Top of Material for the task

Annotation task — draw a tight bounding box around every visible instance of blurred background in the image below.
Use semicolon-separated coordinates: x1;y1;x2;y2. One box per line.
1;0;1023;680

Bottom of Material for the task
Top of Material for the task

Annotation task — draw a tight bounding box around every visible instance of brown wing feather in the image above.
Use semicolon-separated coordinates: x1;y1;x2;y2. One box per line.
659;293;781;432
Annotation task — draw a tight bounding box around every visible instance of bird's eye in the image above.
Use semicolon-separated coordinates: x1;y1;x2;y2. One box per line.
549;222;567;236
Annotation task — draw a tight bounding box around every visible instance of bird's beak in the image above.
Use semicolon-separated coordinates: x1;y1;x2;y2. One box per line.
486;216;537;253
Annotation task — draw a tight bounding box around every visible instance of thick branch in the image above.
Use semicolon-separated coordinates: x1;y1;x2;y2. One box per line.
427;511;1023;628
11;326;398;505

Bottom of Material for the task

→ **Exercise prompt**: Copy out each line of the data that has the word "image" in it.

→ **Response to this task**:
Annotation task — draw a tight bounding box around every visible instance of blurred background in the image below.
Annotation task — draw a tight bounding box around every visible instance of brown wing feather in the image above.
Annotation task — draw a tight bounding box around every visible instance of bird's eye in the image above.
Annotation task — draw a tight bounding box around every visible instance of bird's beak in the image above.
Annotation task — draw a tight bounding box around every visible instance of thick branch in the image above.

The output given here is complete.